[Task]
Copy the entries that follow, exactly and completely.

[Records for this exercise]
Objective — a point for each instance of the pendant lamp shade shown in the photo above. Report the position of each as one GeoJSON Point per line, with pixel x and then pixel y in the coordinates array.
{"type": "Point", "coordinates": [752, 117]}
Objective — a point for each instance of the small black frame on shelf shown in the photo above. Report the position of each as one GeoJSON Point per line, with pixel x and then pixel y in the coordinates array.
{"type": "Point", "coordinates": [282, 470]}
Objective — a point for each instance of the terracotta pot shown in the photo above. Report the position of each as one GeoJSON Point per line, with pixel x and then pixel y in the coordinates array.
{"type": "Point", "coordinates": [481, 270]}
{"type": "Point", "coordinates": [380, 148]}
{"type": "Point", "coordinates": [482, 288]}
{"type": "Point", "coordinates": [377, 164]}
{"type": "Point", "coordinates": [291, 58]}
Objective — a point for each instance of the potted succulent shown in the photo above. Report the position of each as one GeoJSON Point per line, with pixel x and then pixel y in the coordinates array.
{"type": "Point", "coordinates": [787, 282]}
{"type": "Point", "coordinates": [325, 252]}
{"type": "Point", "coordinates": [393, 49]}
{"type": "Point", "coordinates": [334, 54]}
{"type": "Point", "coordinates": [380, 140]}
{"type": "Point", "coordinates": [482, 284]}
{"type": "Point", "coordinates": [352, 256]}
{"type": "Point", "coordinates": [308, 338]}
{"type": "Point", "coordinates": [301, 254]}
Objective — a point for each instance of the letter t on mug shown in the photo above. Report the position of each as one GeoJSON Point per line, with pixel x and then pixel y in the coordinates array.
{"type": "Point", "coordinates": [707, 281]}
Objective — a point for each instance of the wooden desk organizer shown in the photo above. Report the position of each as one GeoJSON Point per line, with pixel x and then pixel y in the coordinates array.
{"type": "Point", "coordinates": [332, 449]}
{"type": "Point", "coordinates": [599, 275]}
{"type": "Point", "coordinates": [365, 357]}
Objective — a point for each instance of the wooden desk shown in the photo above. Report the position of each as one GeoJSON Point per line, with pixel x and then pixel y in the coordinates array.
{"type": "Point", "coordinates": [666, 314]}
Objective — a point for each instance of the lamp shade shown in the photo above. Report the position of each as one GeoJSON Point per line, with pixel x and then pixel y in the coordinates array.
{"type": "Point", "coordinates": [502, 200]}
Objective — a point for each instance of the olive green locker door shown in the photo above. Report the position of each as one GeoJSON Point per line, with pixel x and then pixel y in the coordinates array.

[Exercise response]
Objective — a point for each instance of the pendant lamp shade shown in the photo above. Report the position of each as one GeoJSON Point per line, with pixel x and then pixel y in the coordinates array.
{"type": "Point", "coordinates": [752, 117]}
Objective — a point for each instance of the small black frame on shelf shown in the photo above. Report the position of each as one GeoJSON Point per line, with pixel x and then pixel y in the coordinates array.
{"type": "Point", "coordinates": [282, 470]}
Objective — a point for each instance of the terracotta pot shown in the photo above. Report the position of each as one GeoJSON Point per line, with pixel x and then pixel y in the coordinates array.
{"type": "Point", "coordinates": [481, 270]}
{"type": "Point", "coordinates": [380, 148]}
{"type": "Point", "coordinates": [482, 288]}
{"type": "Point", "coordinates": [377, 164]}
{"type": "Point", "coordinates": [291, 58]}
Objective — a point for each instance of the potted succulent shown in the photo above. Report the position of each as one GeoJSON Point per line, with pixel x and then pixel y in the coordinates array.
{"type": "Point", "coordinates": [787, 282]}
{"type": "Point", "coordinates": [325, 252]}
{"type": "Point", "coordinates": [393, 49]}
{"type": "Point", "coordinates": [334, 54]}
{"type": "Point", "coordinates": [380, 140]}
{"type": "Point", "coordinates": [482, 284]}
{"type": "Point", "coordinates": [352, 256]}
{"type": "Point", "coordinates": [308, 338]}
{"type": "Point", "coordinates": [301, 254]}
Objective — a point for each instance of the letter t on mug shown in the photo above. Report the position of each as one GeoJSON Point per line, with pixel x and then pixel y in the coordinates array.
{"type": "Point", "coordinates": [707, 281]}
Objective — a point for each instance of the wooden desk organizer shown in the photo above. Report the position of each as one GeoJSON Point per line, with pixel x and then pixel y in the coordinates array.
{"type": "Point", "coordinates": [332, 449]}
{"type": "Point", "coordinates": [599, 275]}
{"type": "Point", "coordinates": [365, 357]}
Objective — a point for each instance of the wooden desk shown in the photo above. Report the position of each as one GeoJSON Point per line, with pixel x and then pixel y in the coordinates array.
{"type": "Point", "coordinates": [666, 314]}
Objective — a point for each instance of the lamp shade shown in the photo above. Report the position of each as one GeoJSON Point per line, with pixel x and then pixel y in the coordinates array.
{"type": "Point", "coordinates": [502, 200]}
Objective — a point for each instance of the olive green locker door shown in the photo above. Report the position of each as one GeoJSON Point per line, with pixel x and then pixel y in the coordinates array.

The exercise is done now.